## Stated task
Pick out every line of the entries that contains the string "picture" and copy each one. Matching is case-sensitive.

## Rows
------------------------------
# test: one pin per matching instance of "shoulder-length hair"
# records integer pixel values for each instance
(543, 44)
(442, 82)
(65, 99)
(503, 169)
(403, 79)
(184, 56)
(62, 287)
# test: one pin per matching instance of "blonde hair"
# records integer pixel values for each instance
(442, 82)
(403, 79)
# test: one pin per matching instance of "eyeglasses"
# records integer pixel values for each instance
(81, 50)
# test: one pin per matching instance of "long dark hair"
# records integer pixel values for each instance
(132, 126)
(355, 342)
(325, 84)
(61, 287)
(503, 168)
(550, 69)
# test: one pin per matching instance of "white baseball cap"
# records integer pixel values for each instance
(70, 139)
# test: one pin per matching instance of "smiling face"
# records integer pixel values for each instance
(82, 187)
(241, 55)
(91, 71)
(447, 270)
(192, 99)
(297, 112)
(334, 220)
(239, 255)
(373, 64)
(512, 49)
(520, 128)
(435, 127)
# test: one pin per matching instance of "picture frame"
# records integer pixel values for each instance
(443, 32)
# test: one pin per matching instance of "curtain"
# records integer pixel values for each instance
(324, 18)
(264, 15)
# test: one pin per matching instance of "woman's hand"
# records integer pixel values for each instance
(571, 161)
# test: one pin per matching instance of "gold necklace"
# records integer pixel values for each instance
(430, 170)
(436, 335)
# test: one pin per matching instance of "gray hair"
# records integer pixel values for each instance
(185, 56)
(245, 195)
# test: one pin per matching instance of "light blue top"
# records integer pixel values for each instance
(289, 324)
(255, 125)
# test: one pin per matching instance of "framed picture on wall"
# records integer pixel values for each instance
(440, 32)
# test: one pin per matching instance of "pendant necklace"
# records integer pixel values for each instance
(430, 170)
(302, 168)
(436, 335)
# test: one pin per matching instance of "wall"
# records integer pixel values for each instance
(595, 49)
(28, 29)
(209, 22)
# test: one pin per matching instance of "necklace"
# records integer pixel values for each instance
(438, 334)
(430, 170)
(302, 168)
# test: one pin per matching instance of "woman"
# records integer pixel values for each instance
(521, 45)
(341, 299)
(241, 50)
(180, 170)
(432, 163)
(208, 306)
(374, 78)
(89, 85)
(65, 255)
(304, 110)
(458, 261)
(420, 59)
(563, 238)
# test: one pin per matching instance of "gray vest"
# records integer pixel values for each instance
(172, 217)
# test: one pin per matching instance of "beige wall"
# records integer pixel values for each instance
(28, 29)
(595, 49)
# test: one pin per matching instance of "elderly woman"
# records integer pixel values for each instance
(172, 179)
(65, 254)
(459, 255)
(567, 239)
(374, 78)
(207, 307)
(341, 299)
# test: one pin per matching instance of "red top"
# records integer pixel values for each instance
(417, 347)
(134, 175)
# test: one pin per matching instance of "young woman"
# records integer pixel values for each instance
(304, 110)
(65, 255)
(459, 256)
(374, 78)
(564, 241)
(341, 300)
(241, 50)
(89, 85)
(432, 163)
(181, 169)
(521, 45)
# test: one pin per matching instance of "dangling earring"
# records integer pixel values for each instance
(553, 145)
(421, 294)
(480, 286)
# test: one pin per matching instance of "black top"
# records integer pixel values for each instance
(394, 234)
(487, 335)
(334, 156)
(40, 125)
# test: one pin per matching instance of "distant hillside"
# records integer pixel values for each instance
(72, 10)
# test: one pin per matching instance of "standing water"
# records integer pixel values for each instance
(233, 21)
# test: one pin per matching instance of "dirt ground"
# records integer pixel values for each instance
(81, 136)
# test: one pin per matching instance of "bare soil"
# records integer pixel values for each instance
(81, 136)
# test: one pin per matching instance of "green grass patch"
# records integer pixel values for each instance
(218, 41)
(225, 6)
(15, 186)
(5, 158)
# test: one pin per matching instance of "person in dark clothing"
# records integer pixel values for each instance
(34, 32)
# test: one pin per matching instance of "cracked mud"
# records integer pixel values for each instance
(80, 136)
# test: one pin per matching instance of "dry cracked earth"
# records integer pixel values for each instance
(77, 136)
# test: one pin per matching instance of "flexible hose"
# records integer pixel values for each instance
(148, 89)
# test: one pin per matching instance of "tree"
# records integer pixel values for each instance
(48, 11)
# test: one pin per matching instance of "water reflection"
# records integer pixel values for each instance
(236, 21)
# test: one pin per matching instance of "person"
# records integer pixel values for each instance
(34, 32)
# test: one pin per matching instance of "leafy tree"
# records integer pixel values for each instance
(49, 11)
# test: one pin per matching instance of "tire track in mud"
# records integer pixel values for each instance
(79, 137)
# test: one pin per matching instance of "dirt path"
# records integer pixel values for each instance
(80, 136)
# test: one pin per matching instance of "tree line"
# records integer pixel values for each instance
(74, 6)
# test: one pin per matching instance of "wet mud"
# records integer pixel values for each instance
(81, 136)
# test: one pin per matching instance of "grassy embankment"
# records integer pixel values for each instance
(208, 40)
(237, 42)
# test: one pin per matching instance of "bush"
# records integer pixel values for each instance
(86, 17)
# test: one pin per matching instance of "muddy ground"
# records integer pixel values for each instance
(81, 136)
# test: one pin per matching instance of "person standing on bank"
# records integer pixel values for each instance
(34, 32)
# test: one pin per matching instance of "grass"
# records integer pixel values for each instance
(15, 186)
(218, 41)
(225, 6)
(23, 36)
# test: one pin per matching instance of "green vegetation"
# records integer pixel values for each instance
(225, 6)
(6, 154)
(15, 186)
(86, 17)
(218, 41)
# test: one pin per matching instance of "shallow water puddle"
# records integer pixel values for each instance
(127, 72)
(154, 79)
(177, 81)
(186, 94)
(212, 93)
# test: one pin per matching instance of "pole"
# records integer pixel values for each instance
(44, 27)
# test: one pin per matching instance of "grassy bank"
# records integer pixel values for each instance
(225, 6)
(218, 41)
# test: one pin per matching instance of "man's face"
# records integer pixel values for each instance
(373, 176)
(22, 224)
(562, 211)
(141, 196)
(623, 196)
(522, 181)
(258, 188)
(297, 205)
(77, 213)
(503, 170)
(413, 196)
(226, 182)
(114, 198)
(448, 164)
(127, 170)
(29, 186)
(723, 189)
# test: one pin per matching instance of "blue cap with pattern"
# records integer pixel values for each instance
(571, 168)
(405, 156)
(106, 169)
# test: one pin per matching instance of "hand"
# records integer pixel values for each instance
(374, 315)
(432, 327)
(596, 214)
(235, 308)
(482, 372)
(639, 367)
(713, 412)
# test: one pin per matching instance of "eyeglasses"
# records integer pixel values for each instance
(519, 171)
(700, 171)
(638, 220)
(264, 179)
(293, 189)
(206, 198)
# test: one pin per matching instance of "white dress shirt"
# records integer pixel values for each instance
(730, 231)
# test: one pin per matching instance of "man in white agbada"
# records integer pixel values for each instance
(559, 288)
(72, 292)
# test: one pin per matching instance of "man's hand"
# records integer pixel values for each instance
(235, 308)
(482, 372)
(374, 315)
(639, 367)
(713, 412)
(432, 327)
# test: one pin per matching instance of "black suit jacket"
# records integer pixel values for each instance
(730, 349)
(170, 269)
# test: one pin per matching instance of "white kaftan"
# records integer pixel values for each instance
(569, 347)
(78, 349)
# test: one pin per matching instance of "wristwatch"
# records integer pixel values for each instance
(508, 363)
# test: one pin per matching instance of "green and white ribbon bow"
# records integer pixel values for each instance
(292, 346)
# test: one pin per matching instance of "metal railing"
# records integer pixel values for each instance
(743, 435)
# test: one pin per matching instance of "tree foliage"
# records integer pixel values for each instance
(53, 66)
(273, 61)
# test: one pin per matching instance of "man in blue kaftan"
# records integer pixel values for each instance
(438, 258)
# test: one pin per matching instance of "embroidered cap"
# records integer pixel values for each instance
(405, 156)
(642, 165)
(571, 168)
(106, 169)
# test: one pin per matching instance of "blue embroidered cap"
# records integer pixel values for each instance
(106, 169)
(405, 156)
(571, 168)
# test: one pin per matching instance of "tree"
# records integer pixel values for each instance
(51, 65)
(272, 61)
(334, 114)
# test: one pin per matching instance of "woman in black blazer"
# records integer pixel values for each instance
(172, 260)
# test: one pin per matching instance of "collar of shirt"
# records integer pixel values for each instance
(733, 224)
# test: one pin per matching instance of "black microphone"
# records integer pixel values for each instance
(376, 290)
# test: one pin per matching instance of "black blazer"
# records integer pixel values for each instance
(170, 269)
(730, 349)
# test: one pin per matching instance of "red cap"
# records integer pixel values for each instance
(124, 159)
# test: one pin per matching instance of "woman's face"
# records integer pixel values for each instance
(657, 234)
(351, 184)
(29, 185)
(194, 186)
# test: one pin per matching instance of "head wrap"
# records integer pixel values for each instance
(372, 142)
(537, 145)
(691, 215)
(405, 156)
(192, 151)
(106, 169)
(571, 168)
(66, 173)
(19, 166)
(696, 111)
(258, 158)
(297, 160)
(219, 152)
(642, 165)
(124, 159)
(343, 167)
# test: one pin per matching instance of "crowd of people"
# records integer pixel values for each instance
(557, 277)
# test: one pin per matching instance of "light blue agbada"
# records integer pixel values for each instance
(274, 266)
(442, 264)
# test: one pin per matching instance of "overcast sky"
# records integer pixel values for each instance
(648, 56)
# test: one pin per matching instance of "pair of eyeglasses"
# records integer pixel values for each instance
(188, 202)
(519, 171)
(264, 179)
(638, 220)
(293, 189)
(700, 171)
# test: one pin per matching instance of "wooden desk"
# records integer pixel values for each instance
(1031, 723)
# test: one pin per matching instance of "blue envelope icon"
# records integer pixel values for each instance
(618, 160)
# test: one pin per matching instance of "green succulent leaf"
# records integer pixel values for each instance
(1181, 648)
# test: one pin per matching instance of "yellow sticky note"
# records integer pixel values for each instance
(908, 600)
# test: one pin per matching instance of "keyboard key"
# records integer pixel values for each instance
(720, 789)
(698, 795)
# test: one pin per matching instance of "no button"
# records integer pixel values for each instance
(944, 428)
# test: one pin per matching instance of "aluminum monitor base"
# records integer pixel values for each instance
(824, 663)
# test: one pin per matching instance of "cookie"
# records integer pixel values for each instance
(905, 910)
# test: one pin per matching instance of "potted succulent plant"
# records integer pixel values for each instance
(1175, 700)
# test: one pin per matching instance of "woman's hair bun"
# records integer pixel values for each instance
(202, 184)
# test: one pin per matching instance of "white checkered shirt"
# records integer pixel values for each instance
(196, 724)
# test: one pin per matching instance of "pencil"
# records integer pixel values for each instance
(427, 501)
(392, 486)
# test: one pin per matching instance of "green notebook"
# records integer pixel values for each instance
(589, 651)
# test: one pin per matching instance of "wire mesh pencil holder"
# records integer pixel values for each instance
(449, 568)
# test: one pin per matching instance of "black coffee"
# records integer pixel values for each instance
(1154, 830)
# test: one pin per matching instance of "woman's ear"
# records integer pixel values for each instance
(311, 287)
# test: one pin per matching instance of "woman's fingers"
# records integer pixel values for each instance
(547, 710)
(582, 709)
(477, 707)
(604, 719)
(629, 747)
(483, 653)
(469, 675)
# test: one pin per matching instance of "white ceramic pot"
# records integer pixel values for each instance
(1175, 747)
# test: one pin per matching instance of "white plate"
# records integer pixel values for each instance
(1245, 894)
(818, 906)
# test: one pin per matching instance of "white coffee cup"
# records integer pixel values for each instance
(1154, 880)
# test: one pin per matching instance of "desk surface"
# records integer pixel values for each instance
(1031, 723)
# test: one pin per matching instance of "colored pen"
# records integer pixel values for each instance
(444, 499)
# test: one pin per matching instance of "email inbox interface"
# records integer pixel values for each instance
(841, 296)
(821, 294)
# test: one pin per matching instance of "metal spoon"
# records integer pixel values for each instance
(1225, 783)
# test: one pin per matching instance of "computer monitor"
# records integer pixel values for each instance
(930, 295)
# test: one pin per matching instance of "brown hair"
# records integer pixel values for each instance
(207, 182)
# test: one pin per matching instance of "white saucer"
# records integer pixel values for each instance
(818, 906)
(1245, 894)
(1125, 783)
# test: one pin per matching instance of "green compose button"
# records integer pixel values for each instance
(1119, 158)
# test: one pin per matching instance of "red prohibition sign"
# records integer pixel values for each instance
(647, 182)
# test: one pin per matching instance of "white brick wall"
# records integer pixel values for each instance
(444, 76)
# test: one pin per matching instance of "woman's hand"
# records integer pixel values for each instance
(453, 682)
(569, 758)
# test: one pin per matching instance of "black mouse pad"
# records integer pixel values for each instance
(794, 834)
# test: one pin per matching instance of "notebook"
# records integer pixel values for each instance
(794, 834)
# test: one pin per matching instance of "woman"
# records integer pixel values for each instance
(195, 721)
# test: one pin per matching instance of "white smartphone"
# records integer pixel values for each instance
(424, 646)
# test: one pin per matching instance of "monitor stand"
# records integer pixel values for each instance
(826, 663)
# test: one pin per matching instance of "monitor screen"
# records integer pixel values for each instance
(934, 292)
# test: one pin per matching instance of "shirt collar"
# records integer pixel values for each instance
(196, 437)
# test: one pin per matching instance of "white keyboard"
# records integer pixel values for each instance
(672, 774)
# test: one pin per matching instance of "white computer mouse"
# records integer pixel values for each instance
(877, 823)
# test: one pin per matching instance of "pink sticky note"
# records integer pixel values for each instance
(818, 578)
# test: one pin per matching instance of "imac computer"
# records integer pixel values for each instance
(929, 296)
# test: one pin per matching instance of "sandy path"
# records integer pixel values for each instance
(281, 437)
------------------------------
## Correct result
# test: one pin per matching instance of "picture frame"
# test: one pin per matching instance of "framed picture on wall"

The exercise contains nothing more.